[SUPPLIED RECORDS]:
__________________________________________________

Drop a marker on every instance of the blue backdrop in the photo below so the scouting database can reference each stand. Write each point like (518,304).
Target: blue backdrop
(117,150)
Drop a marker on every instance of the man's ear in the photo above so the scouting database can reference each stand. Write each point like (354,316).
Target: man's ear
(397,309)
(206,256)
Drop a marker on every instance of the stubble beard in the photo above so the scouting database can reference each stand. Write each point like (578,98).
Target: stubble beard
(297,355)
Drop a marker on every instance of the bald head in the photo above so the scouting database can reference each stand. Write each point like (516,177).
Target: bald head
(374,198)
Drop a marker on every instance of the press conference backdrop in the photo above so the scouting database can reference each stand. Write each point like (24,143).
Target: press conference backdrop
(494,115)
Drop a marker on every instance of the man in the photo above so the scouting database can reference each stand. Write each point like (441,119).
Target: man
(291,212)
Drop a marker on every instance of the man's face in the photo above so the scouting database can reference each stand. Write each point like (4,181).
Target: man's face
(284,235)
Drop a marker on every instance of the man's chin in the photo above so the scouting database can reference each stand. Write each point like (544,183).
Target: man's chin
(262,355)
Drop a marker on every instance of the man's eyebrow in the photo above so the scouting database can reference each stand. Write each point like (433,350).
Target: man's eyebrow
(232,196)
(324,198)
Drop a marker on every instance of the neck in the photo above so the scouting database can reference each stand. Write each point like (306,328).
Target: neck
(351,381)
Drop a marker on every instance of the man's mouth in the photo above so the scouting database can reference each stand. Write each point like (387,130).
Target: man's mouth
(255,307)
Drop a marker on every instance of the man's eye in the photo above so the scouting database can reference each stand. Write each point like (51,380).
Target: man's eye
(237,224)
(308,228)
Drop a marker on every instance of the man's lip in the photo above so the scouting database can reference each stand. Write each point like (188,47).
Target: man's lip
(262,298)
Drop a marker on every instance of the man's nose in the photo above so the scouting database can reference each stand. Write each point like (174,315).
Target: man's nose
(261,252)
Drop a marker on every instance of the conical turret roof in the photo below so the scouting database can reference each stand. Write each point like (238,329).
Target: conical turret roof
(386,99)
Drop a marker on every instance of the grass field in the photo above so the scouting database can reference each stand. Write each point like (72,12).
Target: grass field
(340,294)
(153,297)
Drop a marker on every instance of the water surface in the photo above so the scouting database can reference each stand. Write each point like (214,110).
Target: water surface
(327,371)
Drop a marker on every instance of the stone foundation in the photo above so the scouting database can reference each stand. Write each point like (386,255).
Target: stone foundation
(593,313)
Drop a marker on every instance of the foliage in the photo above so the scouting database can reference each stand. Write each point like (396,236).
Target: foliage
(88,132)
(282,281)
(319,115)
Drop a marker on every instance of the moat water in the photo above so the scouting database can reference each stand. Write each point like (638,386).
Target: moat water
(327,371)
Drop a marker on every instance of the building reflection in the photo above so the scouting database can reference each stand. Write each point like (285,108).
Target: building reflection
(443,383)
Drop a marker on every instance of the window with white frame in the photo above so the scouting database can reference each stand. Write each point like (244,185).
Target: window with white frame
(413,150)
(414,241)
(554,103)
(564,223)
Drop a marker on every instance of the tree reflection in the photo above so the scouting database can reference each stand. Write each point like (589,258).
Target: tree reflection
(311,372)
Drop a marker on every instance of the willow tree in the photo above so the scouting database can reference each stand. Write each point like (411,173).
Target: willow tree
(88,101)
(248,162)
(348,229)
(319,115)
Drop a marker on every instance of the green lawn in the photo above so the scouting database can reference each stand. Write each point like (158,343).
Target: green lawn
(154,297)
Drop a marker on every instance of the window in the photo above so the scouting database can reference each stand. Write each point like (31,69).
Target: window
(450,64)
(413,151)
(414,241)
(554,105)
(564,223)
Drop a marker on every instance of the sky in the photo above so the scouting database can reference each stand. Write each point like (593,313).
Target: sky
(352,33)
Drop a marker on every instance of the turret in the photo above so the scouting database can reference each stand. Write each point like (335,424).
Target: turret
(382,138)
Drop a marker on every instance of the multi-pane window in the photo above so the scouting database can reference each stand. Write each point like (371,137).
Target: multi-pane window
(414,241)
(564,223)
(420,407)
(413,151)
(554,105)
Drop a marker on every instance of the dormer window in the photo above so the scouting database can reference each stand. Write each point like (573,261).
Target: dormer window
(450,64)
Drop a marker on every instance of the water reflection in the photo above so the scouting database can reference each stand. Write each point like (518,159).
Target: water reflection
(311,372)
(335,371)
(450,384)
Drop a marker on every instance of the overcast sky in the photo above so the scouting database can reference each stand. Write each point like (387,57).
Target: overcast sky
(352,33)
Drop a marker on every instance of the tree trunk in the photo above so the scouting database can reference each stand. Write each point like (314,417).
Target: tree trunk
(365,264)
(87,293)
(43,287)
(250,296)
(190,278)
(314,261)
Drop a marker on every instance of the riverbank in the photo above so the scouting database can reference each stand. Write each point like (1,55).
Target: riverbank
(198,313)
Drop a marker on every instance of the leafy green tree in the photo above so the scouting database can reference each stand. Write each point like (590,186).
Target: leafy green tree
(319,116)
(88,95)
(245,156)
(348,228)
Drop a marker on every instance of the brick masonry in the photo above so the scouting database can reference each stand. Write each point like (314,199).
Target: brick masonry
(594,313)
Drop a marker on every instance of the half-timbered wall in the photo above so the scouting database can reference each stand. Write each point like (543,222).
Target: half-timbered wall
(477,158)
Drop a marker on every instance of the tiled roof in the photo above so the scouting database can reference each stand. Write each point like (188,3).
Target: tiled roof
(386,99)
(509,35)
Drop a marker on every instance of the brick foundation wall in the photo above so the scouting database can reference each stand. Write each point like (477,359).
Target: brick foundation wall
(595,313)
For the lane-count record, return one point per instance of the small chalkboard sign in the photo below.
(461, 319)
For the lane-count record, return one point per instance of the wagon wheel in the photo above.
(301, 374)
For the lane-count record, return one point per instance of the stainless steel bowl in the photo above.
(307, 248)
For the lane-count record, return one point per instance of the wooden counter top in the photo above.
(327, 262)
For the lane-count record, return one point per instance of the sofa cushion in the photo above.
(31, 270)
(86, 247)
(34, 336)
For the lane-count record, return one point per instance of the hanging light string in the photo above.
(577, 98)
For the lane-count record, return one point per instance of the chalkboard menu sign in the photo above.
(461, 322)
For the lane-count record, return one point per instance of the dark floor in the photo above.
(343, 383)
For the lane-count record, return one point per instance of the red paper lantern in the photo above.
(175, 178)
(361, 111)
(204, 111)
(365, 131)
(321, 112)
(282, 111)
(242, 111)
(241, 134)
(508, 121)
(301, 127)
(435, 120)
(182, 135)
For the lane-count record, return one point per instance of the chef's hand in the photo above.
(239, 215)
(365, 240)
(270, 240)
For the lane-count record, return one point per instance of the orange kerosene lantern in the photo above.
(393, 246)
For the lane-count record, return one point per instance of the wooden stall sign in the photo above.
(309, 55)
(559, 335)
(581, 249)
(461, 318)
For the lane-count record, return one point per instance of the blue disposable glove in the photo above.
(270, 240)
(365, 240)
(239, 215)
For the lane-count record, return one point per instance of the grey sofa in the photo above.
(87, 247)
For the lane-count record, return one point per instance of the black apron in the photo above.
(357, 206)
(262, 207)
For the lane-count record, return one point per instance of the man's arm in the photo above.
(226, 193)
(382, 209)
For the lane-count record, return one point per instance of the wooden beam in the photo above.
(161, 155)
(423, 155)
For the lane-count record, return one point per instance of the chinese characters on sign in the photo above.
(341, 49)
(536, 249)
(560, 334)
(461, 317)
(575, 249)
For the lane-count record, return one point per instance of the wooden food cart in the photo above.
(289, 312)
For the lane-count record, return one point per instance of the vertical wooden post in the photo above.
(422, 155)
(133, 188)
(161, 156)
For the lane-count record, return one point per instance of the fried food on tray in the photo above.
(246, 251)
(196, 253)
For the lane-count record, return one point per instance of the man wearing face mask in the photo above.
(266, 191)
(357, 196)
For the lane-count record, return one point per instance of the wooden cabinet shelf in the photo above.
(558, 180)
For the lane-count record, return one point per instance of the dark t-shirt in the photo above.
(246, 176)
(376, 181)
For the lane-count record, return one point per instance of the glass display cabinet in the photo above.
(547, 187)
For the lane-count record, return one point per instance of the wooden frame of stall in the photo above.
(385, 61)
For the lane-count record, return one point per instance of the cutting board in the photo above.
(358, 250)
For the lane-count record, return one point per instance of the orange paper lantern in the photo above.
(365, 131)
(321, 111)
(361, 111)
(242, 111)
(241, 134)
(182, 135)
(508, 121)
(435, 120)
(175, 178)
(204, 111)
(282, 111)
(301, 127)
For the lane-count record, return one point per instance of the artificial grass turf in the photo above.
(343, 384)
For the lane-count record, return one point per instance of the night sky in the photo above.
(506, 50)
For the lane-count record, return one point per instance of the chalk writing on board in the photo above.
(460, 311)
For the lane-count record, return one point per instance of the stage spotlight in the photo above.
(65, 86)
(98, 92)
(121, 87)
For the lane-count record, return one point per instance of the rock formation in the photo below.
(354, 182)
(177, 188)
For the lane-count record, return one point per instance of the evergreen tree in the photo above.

__________________________________________________

[TASK PROMPT]:
Reproduce only the items from the line containing "orange paper lantern in the photo above." through the end of the items, replacing "lane-count record" with "tally sheet" and leaving everything else unchanged.

[THE OUTPUT]:
For the tally sheet, return one point per instance of the orange paper lantern in the photo above.
(365, 131)
(321, 111)
(361, 111)
(242, 111)
(241, 134)
(182, 135)
(508, 121)
(435, 120)
(175, 178)
(204, 111)
(282, 111)
(301, 127)
For the tally sheet, return one point per instance of the artificial grass turf in the photo above.
(343, 384)
For the tally sheet, return one point per instance of the night sky in the photo above.
(506, 50)
For the tally sheet, return one point per instance of the chalk writing on board in the photo above.
(460, 311)
For the tally sheet, return one point per instance of the stage spotlight in the photo above.
(65, 86)
(98, 92)
(121, 87)
For the tally sheet, return one point per instance of the rock formation in the photo below.
(354, 182)
(177, 188)
For the tally sheet, return one point per instance of the evergreen tree in the photo above.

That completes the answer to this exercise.